→ Directions for this task
Reproduce every line of the material below word for word, leaving out the pictures.

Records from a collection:
------------------------------
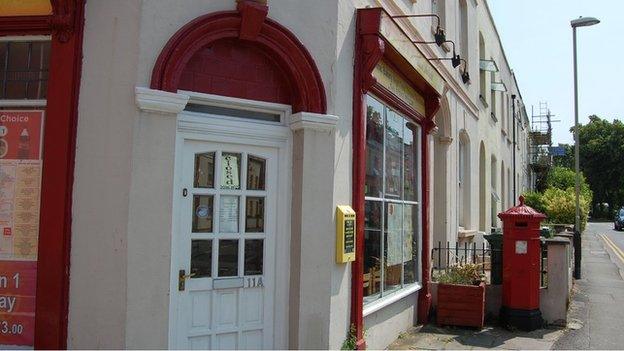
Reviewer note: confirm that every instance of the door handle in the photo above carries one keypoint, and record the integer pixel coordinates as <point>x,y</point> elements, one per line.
<point>182,277</point>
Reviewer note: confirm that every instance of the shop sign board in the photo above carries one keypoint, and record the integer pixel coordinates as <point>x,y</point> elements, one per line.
<point>345,234</point>
<point>21,135</point>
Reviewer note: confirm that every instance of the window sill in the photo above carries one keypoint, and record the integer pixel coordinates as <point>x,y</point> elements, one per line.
<point>390,299</point>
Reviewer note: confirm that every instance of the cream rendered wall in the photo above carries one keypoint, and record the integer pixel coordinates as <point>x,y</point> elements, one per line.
<point>106,117</point>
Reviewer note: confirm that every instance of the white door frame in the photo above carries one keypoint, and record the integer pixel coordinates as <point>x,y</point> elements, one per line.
<point>205,127</point>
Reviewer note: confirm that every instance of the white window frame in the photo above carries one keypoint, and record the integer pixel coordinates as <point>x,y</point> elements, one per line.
<point>383,300</point>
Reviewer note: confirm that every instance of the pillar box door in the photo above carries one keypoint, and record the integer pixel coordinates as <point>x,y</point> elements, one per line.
<point>521,267</point>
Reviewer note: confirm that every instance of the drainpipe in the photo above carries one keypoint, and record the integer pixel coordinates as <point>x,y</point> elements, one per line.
<point>513,152</point>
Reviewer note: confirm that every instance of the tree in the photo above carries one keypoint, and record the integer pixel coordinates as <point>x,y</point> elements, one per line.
<point>567,159</point>
<point>602,159</point>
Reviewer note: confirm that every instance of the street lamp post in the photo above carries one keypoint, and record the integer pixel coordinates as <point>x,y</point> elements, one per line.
<point>579,22</point>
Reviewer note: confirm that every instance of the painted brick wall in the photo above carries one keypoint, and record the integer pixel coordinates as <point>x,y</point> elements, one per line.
<point>238,70</point>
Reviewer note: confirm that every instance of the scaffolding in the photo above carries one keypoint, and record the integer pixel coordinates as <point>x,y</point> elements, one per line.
<point>541,139</point>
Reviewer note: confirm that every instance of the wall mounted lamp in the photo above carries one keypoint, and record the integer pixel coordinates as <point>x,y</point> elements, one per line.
<point>488,65</point>
<point>455,59</point>
<point>465,75</point>
<point>439,36</point>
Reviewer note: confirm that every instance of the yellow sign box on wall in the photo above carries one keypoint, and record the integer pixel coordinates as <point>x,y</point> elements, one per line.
<point>345,234</point>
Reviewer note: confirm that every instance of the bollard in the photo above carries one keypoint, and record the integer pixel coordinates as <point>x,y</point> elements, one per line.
<point>496,245</point>
<point>577,254</point>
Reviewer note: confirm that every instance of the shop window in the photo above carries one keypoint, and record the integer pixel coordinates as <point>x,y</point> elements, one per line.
<point>24,65</point>
<point>392,208</point>
<point>24,73</point>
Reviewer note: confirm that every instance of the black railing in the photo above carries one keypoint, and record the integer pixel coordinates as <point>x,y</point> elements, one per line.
<point>544,265</point>
<point>449,254</point>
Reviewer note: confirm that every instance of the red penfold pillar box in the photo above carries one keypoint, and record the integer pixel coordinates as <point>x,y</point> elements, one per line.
<point>521,267</point>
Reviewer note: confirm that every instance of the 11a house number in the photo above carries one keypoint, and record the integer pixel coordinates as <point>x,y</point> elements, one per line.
<point>253,282</point>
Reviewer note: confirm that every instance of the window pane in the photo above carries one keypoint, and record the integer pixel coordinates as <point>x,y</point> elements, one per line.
<point>410,243</point>
<point>372,218</point>
<point>254,215</point>
<point>374,148</point>
<point>393,246</point>
<point>24,69</point>
<point>254,256</point>
<point>230,171</point>
<point>201,258</point>
<point>202,213</point>
<point>204,170</point>
<point>394,146</point>
<point>228,214</point>
<point>372,264</point>
<point>255,173</point>
<point>410,160</point>
<point>228,258</point>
------------------------------
→ Response to this exercise
Reviewer note: confirm that every instance of the door handle in the photo above carries one keypoint, and record the integer pixel coordinates as <point>x,y</point> elements, one per line.
<point>182,277</point>
Reviewer note: confirm that every instance of the shop sign board in the photo above carries one keypoint, and record the integer pixel coordinates as <point>x,y</point> elements, one per line.
<point>345,234</point>
<point>21,135</point>
Reviewer note: confirm that every instance of the window sill in the photo above carries one keypoint, and record the integer pixel coordinates as <point>x,y</point> elements, one per line.
<point>390,299</point>
Reviewer note: confirm that every instance of the cream rendered wall in the photo above carries one keypoint, and record the integer pixel coordinates as <point>x,y</point> elements, one per line.
<point>106,117</point>
Reviewer note: confirm that every instance of the white door frame in the photo above carries one keypoint, and record the integer pixel coordinates as <point>x,y</point> elements, one per line.
<point>205,127</point>
Reviewer note: confirm that every instance of the white window frame in the photo above carries one keypoint, and record the integer pixel coordinates as <point>x,y</point> elements, one per line.
<point>383,300</point>
Reviewer note: confirm that every instance of the pillar box door in the photo above carries one keypoint, and record the integer pixel coordinates as <point>x,y</point> elements, one per line.
<point>521,267</point>
Reviewer note: confirm that every instance of the drainpipe in the photo above carries one keypoint, and record the integer pixel coordinates as <point>x,y</point> elements, one per line.
<point>513,152</point>
Reviewer note: confirm that every instance of the tree in the photo above carries one keypoint, and record the integer pixel coordinates as <point>x,y</point> elements, one per line.
<point>567,159</point>
<point>602,159</point>
Reviewer note: confirm that every instance of the street lamp post in the photo above carries one keypoint, and record the integer pixel coordinates as <point>x,y</point> elements, one per line.
<point>579,22</point>
Reviewer note: confirm that every instance of the painted brick wall in the photo above carries one keypoint, and record the integer pixel coordinates as <point>x,y</point> elements, one per line.
<point>238,70</point>
Reviewer note: confirm that every instance of the scaffolding in the photo above carries one keypoint, and record the integer pixel coordinates as <point>x,y</point> elements, one per line.
<point>541,139</point>
Reviewer note: confirm that every instance of the wall mounted lamp in the photo above carries one keypoint, and record the integer pixel coordinates as <point>x,y</point> elements, one per line.
<point>488,65</point>
<point>455,59</point>
<point>465,75</point>
<point>439,36</point>
Reviewer note: confirm that every instance of the yellow sign box on wall in the photo above carries one keypoint, and record the integer pixel coordinates as <point>x,y</point> elements, one per line.
<point>345,234</point>
Reviewer note: confirm that every instance of the bollard in the photo above carries one keypoint, and record the integer pixel coordinates as <point>x,y</point> elements, one per line.
<point>496,245</point>
<point>577,254</point>
Reviewer note: confirm that every instance of the shop window in the photo above carries one keypoint, and record the integer pixel coordinates as <point>x,y</point> elements, one per line.
<point>24,65</point>
<point>392,208</point>
<point>24,73</point>
Reviewer note: confirm that every instance of the black railing in the photo above carries one keypoint, and record the integer pixel coordinates as <point>x,y</point> elements, one per line.
<point>544,265</point>
<point>449,254</point>
Reviewer note: confirm that every instance of the red penfold pillar box in the photo above carries one keypoint, and record the integer pixel coordinates as <point>x,y</point> elements, one per line.
<point>521,267</point>
Reviewer note: confirm that every instance of the 11a house number in the photo above carries one keypoint, and record the integer pixel coordinates as <point>x,y</point> elements, one per line.
<point>253,282</point>
Reviewer note: confirm that every instance of the window pane in the photo above carries one keypoint, and record the integer pixel coordinates as <point>x,y</point> elements, one per line.
<point>410,243</point>
<point>372,218</point>
<point>254,215</point>
<point>374,148</point>
<point>393,246</point>
<point>24,69</point>
<point>254,256</point>
<point>230,171</point>
<point>201,258</point>
<point>202,213</point>
<point>204,170</point>
<point>394,146</point>
<point>228,214</point>
<point>372,264</point>
<point>255,173</point>
<point>410,160</point>
<point>228,258</point>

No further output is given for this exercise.